Records excerpted from a collection:
___

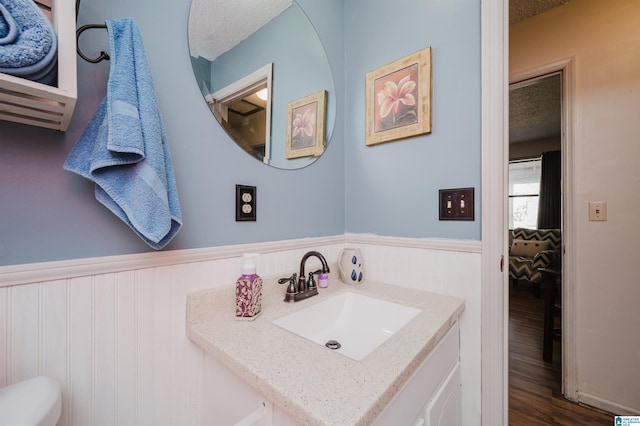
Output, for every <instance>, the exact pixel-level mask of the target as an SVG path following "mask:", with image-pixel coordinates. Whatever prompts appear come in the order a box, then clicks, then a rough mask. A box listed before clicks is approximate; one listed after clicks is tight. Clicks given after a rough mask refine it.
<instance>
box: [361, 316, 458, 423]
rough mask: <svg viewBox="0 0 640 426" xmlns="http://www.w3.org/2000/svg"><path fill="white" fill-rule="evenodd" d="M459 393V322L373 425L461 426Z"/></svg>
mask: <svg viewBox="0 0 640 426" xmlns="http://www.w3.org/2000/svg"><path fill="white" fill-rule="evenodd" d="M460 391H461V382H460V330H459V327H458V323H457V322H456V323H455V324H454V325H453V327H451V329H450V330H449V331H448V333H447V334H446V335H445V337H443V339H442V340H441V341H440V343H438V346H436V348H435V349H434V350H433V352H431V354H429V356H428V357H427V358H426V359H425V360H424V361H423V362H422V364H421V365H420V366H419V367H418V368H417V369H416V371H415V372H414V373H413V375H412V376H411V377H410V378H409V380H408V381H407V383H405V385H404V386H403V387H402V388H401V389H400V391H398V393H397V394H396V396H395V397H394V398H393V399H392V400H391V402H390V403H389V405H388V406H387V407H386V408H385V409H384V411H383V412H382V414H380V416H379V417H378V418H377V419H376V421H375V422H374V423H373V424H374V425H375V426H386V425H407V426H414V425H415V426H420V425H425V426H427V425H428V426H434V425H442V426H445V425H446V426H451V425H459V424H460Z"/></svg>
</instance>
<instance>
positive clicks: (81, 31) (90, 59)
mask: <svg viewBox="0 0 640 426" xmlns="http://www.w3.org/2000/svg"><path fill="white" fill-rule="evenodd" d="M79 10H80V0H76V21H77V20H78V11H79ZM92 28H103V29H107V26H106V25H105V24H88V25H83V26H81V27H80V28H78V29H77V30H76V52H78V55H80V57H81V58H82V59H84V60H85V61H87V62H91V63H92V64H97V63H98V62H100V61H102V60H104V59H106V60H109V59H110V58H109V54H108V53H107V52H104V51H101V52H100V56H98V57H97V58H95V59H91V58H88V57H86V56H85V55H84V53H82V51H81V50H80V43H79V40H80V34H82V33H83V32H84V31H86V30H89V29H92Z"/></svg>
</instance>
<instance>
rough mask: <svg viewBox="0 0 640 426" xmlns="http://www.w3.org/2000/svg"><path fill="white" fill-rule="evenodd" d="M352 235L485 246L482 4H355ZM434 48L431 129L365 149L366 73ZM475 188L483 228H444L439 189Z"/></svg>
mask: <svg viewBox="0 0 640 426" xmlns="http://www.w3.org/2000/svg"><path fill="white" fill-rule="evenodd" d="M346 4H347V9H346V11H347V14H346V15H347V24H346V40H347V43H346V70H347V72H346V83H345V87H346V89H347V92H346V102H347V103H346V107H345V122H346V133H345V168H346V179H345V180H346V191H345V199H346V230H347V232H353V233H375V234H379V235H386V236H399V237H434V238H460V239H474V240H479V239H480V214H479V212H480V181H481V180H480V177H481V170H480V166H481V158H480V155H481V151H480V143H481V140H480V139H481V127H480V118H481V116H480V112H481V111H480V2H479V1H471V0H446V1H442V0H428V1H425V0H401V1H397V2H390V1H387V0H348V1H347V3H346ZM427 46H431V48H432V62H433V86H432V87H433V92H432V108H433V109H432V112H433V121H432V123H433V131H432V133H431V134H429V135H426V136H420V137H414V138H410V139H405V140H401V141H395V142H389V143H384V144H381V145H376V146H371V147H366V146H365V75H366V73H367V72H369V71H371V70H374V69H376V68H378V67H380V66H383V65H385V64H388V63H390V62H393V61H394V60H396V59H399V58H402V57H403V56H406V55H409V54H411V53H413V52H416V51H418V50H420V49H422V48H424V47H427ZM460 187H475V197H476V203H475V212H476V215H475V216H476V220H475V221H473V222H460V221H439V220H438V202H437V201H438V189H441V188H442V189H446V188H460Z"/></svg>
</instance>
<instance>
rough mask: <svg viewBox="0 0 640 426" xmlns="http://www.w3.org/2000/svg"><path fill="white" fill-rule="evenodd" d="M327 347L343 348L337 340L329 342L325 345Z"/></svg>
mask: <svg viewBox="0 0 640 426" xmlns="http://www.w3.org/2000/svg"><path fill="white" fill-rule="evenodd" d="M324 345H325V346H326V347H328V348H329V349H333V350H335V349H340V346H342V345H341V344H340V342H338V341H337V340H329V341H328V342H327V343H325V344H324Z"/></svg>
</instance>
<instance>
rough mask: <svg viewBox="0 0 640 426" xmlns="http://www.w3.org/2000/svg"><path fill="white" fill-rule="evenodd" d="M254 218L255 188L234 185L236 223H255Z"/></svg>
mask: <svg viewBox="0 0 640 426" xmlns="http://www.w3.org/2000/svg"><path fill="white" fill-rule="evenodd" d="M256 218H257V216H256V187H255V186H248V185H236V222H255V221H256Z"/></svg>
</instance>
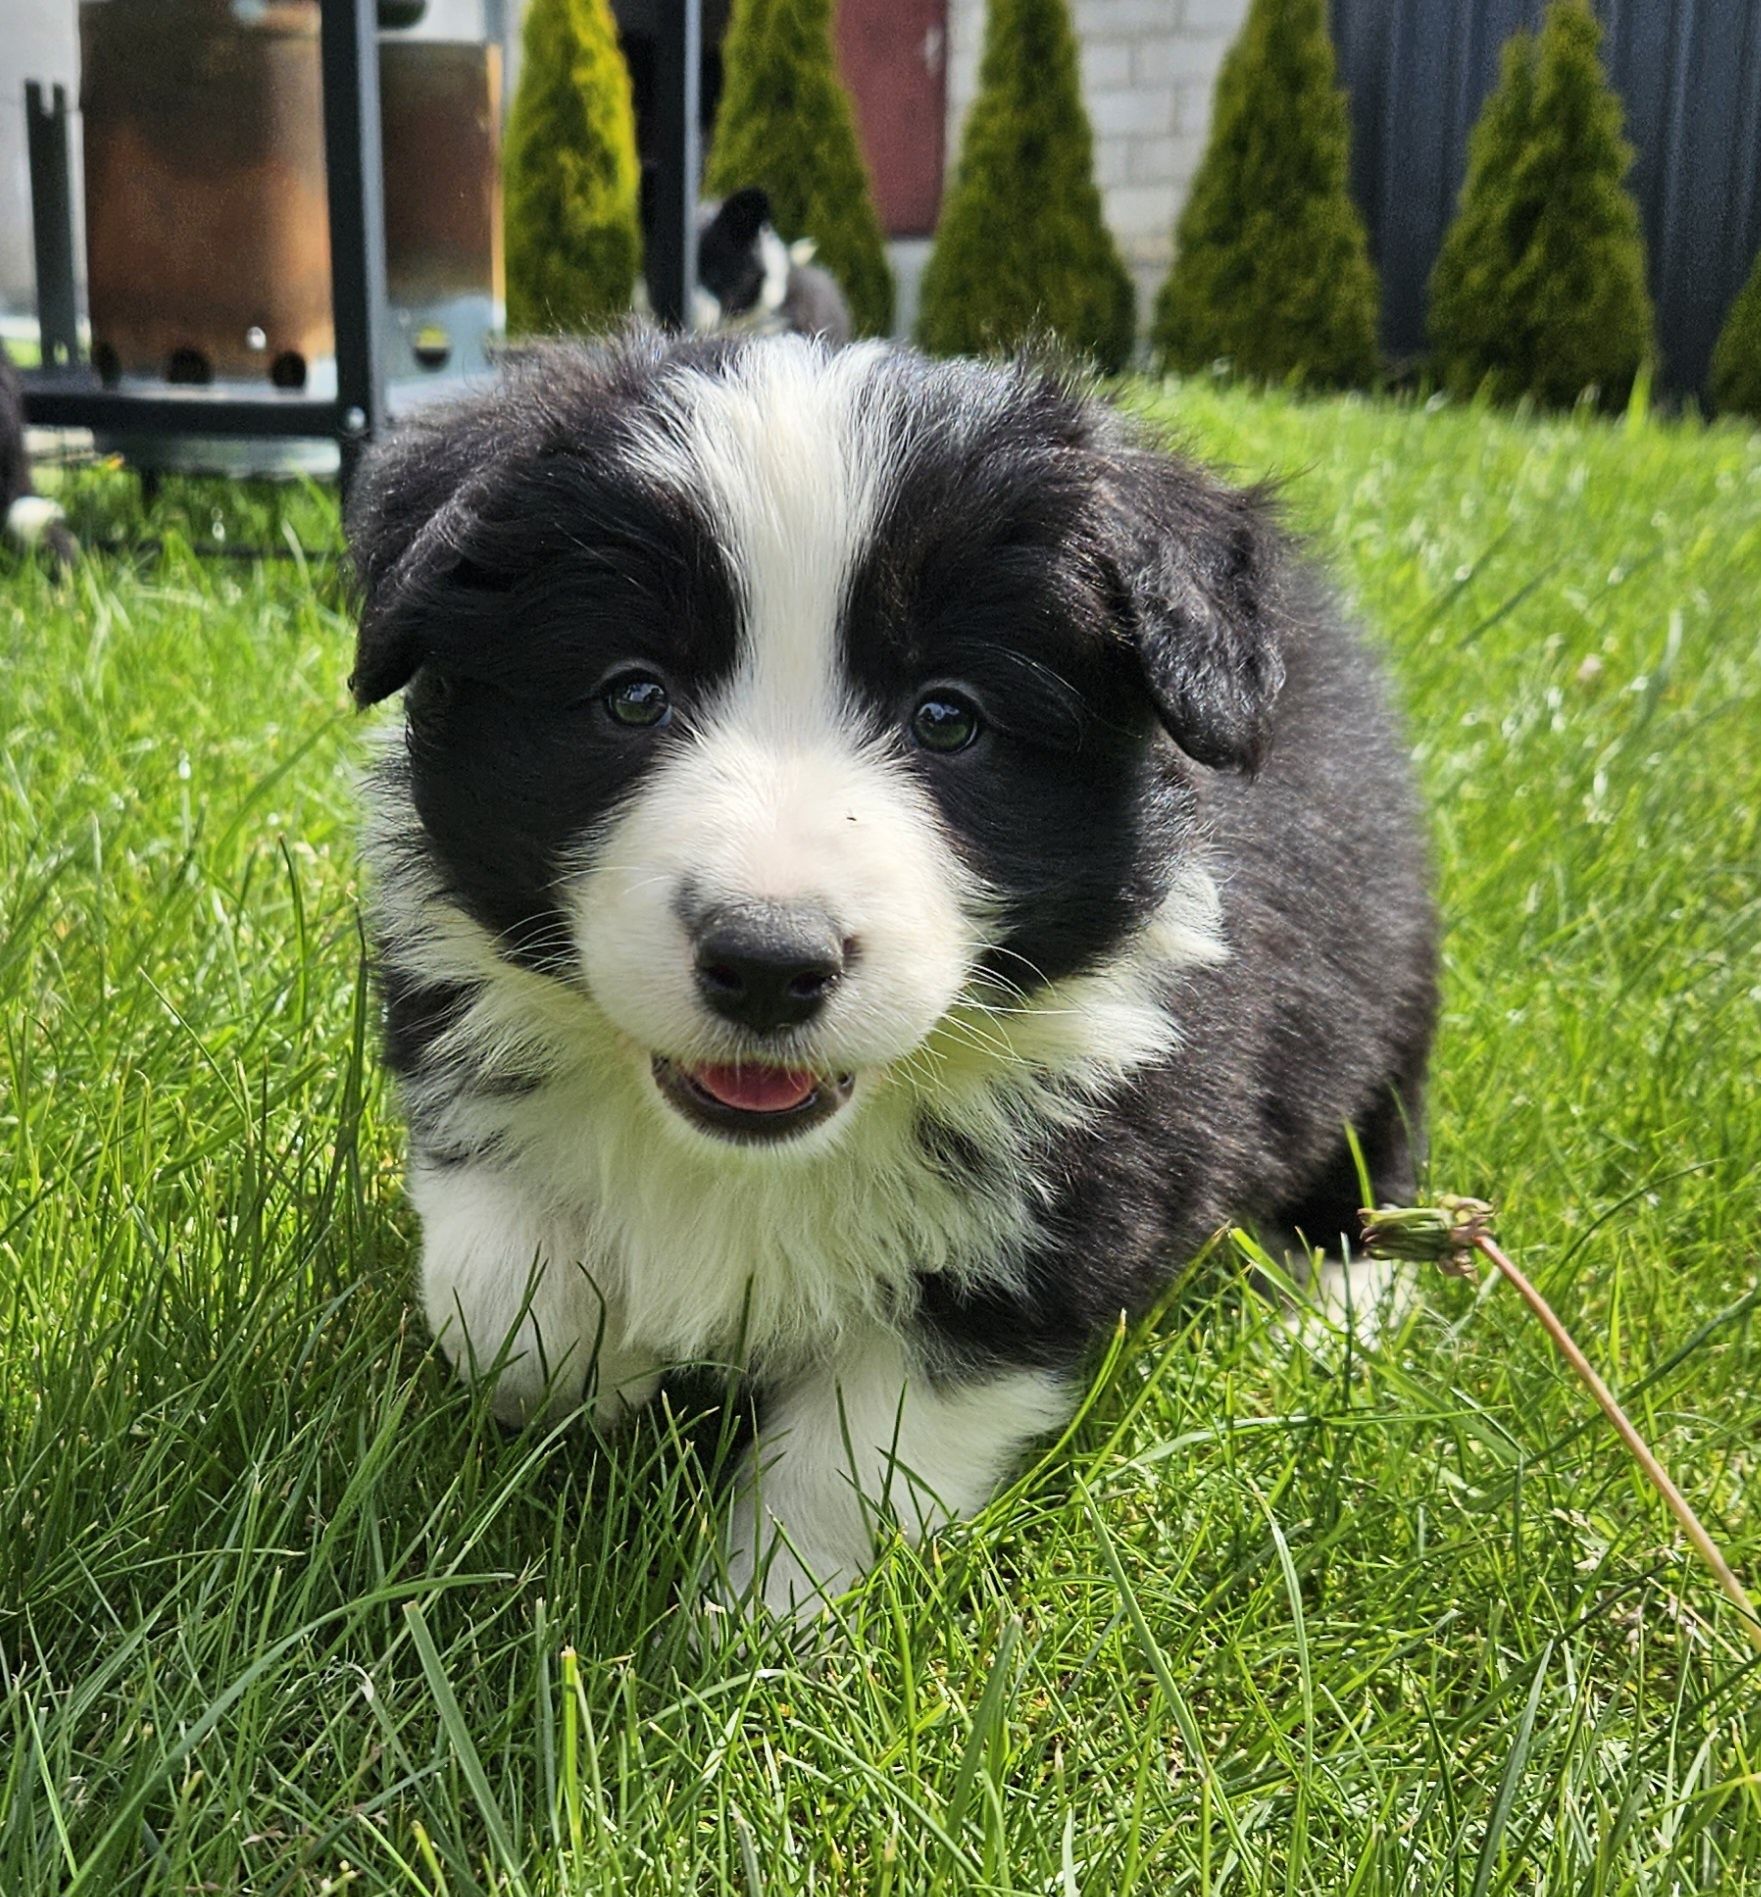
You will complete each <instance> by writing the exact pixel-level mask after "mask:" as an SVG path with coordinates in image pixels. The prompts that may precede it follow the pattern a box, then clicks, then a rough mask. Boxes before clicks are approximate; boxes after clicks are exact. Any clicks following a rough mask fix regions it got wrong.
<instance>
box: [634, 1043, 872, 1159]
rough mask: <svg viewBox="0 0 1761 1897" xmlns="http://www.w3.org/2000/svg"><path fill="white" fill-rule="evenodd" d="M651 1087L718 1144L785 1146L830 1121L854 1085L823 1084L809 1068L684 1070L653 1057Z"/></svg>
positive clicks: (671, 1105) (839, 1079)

___

What is being asked:
Which lines in the records above contain the word "positive"? Gather each of them and copy it out in full.

Answer space:
positive clicks: (81, 31) (90, 59)
positive clicks: (671, 1105) (839, 1079)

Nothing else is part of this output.